## EXERCISE DESCRIPTION
Print every entry below verbatim, line for line, and omit the pictures from your output.

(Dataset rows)
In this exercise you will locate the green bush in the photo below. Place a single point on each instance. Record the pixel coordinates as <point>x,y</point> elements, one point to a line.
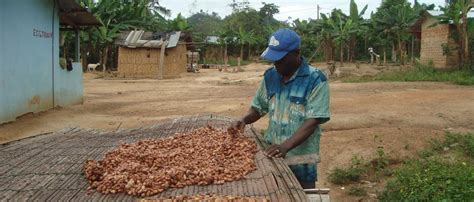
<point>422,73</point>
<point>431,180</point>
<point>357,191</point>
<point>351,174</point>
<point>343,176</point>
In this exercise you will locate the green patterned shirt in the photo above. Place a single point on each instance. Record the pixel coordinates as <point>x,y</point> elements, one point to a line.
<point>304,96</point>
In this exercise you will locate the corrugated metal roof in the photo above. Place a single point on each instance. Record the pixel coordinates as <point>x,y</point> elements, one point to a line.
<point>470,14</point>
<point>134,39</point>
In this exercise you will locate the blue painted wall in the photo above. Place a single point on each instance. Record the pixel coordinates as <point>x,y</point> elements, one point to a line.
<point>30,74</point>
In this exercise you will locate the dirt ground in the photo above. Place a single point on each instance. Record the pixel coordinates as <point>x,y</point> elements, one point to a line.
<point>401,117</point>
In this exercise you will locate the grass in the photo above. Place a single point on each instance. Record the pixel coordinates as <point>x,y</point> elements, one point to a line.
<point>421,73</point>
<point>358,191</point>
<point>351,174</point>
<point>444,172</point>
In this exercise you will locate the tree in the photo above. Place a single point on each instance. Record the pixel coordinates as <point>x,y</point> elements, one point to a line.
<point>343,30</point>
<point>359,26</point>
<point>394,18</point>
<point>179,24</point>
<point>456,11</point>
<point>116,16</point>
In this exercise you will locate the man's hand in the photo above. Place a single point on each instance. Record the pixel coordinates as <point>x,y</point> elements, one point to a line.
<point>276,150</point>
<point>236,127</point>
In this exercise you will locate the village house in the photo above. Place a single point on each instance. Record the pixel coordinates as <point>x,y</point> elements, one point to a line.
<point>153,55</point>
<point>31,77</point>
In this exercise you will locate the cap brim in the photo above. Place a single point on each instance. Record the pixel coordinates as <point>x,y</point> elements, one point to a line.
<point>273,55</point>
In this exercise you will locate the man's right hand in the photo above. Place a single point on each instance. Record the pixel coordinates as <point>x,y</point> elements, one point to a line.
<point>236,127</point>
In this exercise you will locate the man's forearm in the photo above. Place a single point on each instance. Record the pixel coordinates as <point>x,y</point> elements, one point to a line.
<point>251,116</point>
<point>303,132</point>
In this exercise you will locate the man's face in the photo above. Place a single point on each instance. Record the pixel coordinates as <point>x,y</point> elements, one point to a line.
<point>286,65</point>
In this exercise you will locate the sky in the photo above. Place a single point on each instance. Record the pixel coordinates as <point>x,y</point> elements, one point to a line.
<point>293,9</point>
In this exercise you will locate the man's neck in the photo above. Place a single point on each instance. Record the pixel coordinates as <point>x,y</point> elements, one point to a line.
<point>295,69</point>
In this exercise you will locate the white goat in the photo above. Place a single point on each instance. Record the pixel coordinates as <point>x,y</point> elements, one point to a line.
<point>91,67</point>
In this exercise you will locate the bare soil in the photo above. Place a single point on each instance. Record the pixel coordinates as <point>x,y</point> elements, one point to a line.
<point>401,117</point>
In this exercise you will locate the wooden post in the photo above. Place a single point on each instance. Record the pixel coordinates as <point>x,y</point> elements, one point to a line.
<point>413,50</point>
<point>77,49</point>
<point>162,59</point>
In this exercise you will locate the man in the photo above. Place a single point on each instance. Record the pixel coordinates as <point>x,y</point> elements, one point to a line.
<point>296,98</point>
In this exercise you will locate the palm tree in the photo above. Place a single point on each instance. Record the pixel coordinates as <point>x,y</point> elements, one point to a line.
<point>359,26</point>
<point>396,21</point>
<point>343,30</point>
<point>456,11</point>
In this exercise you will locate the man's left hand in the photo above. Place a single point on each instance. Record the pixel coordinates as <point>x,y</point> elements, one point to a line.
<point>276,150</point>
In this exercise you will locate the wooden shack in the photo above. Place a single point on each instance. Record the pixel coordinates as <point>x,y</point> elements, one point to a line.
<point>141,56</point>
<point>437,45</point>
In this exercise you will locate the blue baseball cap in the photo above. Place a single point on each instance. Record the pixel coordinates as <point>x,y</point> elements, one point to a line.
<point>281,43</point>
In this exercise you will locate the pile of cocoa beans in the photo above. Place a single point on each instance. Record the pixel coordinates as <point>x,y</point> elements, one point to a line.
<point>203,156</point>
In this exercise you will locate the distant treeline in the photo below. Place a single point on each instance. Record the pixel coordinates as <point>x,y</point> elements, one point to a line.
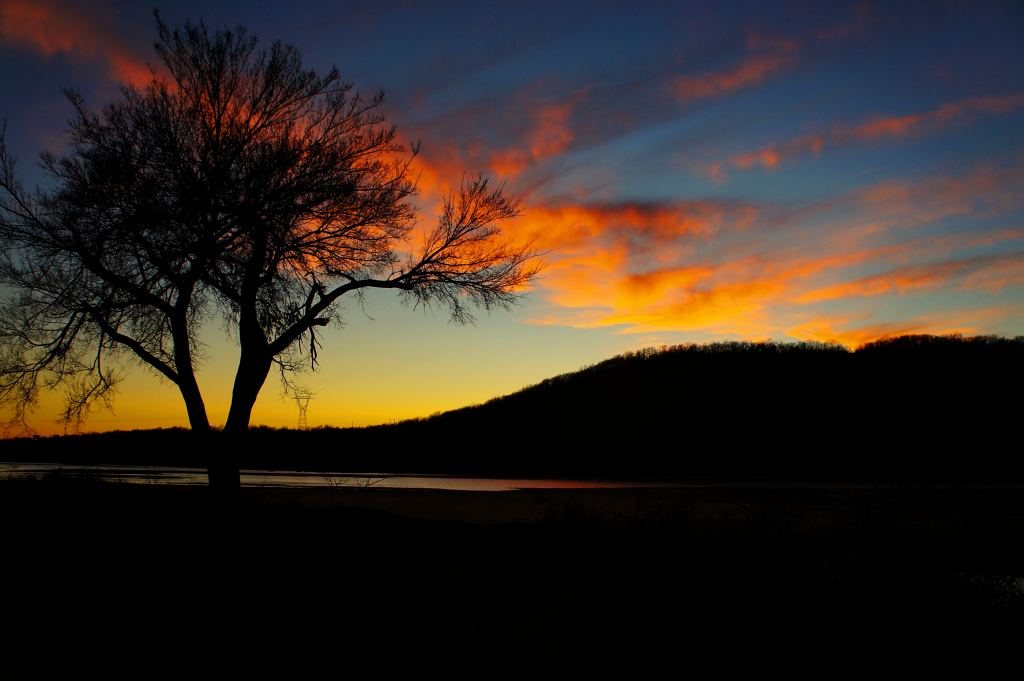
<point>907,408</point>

## EXERCISE OUTPUT
In this exercise you will locate the green bush in the photo below. Place a single point on each instance. Record the pixel coordinates as <point>x,y</point> elements, one point to a line.
<point>422,73</point>
<point>431,180</point>
<point>357,191</point>
<point>351,174</point>
<point>343,176</point>
In this exercise you will locate the green patterned shirt in the photo above. Place a single point on each instance. Record the pixel coordinates as <point>x,y</point> elements, one point to a line.
<point>304,96</point>
In this exercise you will locate the corrugated metal roof in the photo above. Place a single point on each instance. Record the pixel coordinates as <point>x,y</point> elements, one point to a line.
<point>470,14</point>
<point>134,39</point>
In this exercise you will locate the blue painted wall in the photo above. Place a single point on each instance. Record the pixel coordinates as <point>x,y</point> elements, one point to a line.
<point>30,74</point>
In this exercise you will locate the dirt ground in the photo above. Place a single point on each instance. Record the pixel coordinates as <point>x,y</point> elements, one point to a line.
<point>401,117</point>
In this exercise you will locate the grass in the photo above. Place a single point on each instance. Record the pixel coordinates as <point>x,y</point> elements, one point to a line.
<point>421,73</point>
<point>358,191</point>
<point>351,174</point>
<point>444,172</point>
In this exercise you will locate the tree in the photo above. Place a single point on each instance. Record the pixel coordinates as <point>x,y</point> elements, one point to a line.
<point>343,30</point>
<point>359,26</point>
<point>394,18</point>
<point>179,24</point>
<point>456,11</point>
<point>116,16</point>
In this exercise you will locate the man's hand in the photo above. Place a single point on each instance. Record the pixel coordinates as <point>x,y</point> elements, one point to a line.
<point>276,150</point>
<point>236,127</point>
In this exercise you will locate the village house in the photo above. Place a single point on each instance. Record the pixel coordinates as <point>x,y</point> elements, one point to a line.
<point>153,55</point>
<point>31,77</point>
In this exercise you will locate the cap brim in the photo above. Place a single point on each instance. Record the pixel coordinates as <point>x,y</point> elements, one point to a line.
<point>273,55</point>
In this exercise you will locate the man's right hand in the photo above. Place a single point on each instance. Record the pixel coordinates as <point>x,y</point> elements, one point to a line.
<point>236,127</point>
In this exercise you will locate the man's forearm in the photo above. Place a single point on each instance. Record the pixel coordinates as <point>x,y</point> elements, one point to a line.
<point>251,116</point>
<point>303,132</point>
In this exercise you will locate the man's face in the photo above. Place a single point on each instance. Record the pixel coordinates as <point>x,y</point> elements, one point to a line.
<point>286,65</point>
In this exercise you will locate the sky in the photo above. Place a single point on each instance. Record the pixel coordinates as <point>x,y</point> elements, one point to a line.
<point>293,9</point>
In this exercise you will locate the man's neck in the photo above. Place a single point on each instance. Record the pixel coordinates as <point>x,y</point> elements, one point to a line.
<point>295,69</point>
In this exercise you will locate the white goat in the photo above. Place a single point on each instance. Record the pixel coordinates as <point>x,y</point> elements, one point to a line.
<point>91,67</point>
In this exercise you will locate the bare soil in the photo above. Place a single point on each instance. Record the pixel coordinates as <point>x,y</point> elements, one point to a line.
<point>401,117</point>
In this exercise you will locate the wooden post in the photo above. Place a single point on each instance. Record the pixel coordinates as <point>x,y</point> elements, one point to a line.
<point>413,50</point>
<point>77,49</point>
<point>162,59</point>
In this exercise you will locate the man in the photo above. Place a single point on each instance. Record the pixel coordinates as <point>x,y</point> elements, one point to a line.
<point>296,98</point>
In this exercise you will locate the palm tree in the photo above. Place a single point on each instance. Record the pixel coordinates as <point>x,y</point> elements, one point to a line.
<point>359,26</point>
<point>396,21</point>
<point>343,30</point>
<point>456,11</point>
In this exercise you will locate the man's left hand in the photo above. Place a single point on each instance. Record the pixel coordinates as <point>x,y</point> elements, one point to a line.
<point>276,150</point>
In this exercise you will locate the wooden shack in the photo above. Place a single point on each instance. Record the pixel coordinates as <point>x,y</point> elements, one point to a line.
<point>141,56</point>
<point>437,45</point>
In this exercise you will locate the blue baseball cap in the photo above. Place a single point on each instance. Record the pixel coordinates as <point>x,y</point> elements, one point to a line.
<point>281,43</point>
In this exercise you will locate the pile of cocoa beans in the photo above. Place a single point on each instance. Record the pixel coordinates as <point>x,y</point> elements, one point to a line.
<point>203,156</point>
In this exercise you will locate the distant treeline in the photo below. Place a single point on each instance. Record the pixel coordinates as <point>x,y</point> elements, one point to a line.
<point>907,408</point>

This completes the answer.